■ **SHORT TASK**
Show every line in the listing below that contains the string "jacket". Case counts.

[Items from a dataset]
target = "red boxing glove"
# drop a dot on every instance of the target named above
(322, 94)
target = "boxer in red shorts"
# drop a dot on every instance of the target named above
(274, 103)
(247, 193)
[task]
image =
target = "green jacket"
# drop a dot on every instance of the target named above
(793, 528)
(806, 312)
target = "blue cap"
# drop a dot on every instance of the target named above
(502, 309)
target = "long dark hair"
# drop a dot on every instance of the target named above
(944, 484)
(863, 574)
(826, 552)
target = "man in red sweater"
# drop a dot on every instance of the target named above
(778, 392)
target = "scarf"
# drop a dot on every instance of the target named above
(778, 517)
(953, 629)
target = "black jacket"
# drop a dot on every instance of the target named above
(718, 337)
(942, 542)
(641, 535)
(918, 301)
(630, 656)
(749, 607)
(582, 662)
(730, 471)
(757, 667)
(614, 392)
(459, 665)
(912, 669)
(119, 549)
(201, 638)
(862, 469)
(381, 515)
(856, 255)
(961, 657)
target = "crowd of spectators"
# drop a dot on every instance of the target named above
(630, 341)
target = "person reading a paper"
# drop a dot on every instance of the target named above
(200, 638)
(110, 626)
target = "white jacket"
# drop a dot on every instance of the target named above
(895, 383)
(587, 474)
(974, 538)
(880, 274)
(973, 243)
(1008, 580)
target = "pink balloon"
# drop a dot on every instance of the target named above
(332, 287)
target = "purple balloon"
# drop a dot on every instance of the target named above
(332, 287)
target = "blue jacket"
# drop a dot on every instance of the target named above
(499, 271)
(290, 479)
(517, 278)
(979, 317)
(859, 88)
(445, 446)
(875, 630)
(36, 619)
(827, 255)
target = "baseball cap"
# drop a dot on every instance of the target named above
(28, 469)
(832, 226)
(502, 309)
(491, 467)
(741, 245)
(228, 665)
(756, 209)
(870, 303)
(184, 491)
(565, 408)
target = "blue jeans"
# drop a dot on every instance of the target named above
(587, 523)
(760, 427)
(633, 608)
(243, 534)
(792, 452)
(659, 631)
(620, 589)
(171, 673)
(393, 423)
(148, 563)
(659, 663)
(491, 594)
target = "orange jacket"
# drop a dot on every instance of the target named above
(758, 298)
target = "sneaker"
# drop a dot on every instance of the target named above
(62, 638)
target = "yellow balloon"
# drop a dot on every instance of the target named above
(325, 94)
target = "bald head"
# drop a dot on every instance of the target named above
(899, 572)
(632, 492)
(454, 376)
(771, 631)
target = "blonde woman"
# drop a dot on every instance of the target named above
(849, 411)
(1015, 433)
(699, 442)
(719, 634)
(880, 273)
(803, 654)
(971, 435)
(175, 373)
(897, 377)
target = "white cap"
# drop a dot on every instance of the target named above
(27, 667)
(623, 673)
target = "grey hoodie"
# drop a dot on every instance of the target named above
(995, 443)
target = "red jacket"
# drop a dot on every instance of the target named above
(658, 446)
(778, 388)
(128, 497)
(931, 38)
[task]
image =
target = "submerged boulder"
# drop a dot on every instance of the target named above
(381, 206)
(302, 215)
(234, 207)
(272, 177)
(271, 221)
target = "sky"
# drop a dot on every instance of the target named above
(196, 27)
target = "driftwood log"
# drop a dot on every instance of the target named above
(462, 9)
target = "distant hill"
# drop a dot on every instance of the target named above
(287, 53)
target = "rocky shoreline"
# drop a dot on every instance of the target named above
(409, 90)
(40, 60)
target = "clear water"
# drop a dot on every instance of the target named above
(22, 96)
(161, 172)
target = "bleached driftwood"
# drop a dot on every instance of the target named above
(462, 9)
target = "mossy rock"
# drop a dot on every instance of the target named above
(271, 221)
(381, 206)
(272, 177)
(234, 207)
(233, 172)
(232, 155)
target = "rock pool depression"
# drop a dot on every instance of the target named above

■ **REPLY**
target = "green jacket"
target = "black jacket"
target = "white jacket"
target = "blue jacket"
target = "orange jacket"
target = "red jacket"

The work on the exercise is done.